__INPUT__.
▬▬▬▬▬▬

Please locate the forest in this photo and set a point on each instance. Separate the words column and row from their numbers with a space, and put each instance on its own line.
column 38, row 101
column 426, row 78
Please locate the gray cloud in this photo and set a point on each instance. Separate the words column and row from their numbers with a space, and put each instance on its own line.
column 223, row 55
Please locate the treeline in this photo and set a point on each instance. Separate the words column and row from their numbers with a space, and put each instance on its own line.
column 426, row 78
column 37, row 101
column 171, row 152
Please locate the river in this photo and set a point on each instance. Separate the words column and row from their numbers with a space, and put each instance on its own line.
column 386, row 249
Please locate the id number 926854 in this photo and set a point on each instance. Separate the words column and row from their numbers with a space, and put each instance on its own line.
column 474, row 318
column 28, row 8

▬▬▬▬▬▬

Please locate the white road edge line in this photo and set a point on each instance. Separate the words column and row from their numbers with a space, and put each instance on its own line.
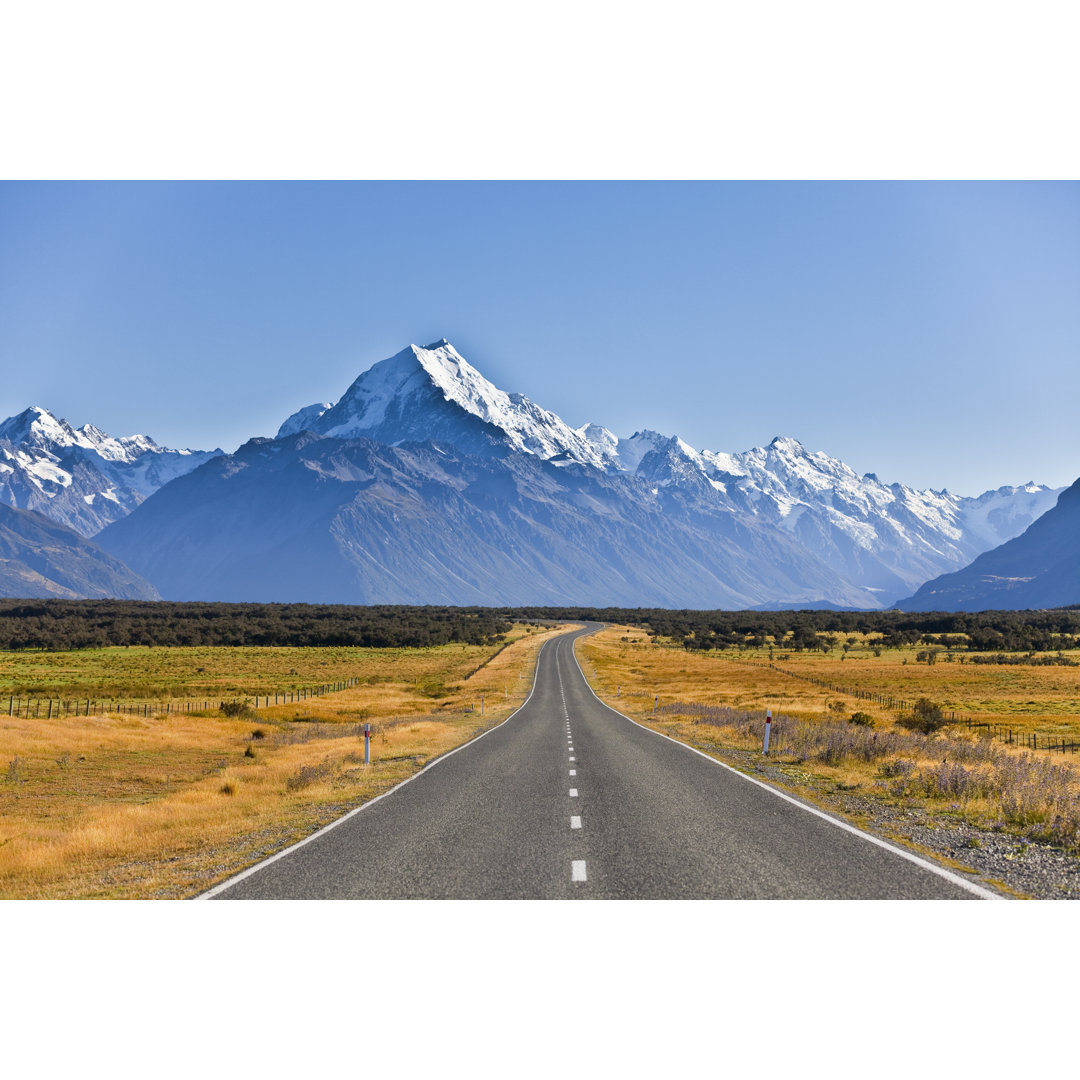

▬▬▬▬▬▬

__WHAT YOU HAVE TO DO__.
Starting with the line that contains "Please locate the id" and going on through the line that contains "column 28, row 8", render that part of the material as a numbered list, leaving out any blank lines.

__PROBLEM SOLUTION__.
1. Please locate the id number 926854 in this photo and set a point on each instance. Separate the words column and row from their numbers with a space, and put each instance on its own line.
2. column 474, row 318
3. column 28, row 8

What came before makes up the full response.